# EXTRACTED TEXT
If you wish (as I did) to compile the code on XSEDE, certain modules must be loaded:

module load intel/2015.2.164
module load mvapich2_ib

Note that temporary files can be stored in:

/oasis/scratch/comet/$USER/temp_project

or some similar directory.

Running make will produce an executable called parallel_pf.exe.

Running the above compiles the program to run the cache strategy. Using make compile_with_compression will enable the cacheC strategy instead. This strategy is not compiled by default because it requires the Boost Iostreams library. This libary can be installed with:

sudo apt-get install libboost-iostreams-dev

Running the Program

parallel_pf.exe can be run without arguments from the command line to show a comprehensive explanation of the program and its options. This same text is in the file help.txt.

In order to process data, you will need to run parallel_pf.exe in MPI. For example:

mpirun -n 4 ./parallel_pf.exe one @offloadall dem.tif outroot -w 500 -h 500

In the foregoing example -n 4 indicates that the program should be run in parallel over four processes. One of these processes (the one with MPI rank #0) acts as a master process. It does limited computation but stores information from all of the other processes. This requires less memory than one would think, as discussed in the manuscript.

# PROBLEM A
Extract everything in the build instructions from "module load intel/2015.2.164" down to "executable called parallel_pf.exe.", copying it word for word.
The build instructions and the records are unrelated material.

[Records from a point labeling set]
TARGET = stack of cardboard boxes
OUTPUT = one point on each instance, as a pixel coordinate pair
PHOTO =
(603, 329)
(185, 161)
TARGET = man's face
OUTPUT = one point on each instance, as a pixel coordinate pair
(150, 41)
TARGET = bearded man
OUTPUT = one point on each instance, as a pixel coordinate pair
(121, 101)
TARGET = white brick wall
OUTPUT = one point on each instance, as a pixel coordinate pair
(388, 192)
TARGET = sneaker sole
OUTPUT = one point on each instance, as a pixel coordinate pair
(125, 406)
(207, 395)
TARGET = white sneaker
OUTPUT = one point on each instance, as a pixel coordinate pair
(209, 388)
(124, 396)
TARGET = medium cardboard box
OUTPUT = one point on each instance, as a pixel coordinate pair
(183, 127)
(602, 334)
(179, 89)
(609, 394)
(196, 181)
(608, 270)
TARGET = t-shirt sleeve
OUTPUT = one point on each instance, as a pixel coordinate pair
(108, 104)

--

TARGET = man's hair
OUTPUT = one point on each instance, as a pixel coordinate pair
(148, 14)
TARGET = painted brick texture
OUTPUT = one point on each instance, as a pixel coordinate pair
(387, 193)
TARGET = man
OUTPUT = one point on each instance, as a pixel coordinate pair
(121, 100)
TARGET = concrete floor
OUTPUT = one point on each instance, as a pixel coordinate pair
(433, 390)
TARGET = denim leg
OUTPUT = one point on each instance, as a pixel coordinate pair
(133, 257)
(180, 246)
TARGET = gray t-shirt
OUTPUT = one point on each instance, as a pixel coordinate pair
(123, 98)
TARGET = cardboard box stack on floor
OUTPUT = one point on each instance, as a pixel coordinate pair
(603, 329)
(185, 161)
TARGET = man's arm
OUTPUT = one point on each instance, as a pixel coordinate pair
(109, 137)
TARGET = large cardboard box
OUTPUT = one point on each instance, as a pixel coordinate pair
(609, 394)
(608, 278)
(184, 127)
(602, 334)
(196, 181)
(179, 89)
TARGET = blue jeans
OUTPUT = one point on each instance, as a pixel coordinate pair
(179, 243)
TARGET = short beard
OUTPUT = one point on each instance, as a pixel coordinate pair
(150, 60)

# PROBLEM B
Count the lines of the records that contain the string "shirt", with case mattering, and give only the number.

# TASK OUTPUT A
module load intel/2015.2.164
module load mvapich2_ib

Note that temporary files can be stored in:

/oasis/scratch/comet/$USER/temp_project

or some similar directory.

Running make will produce an executable called parallel_pf.exe.

# TASK OUTPUT B
2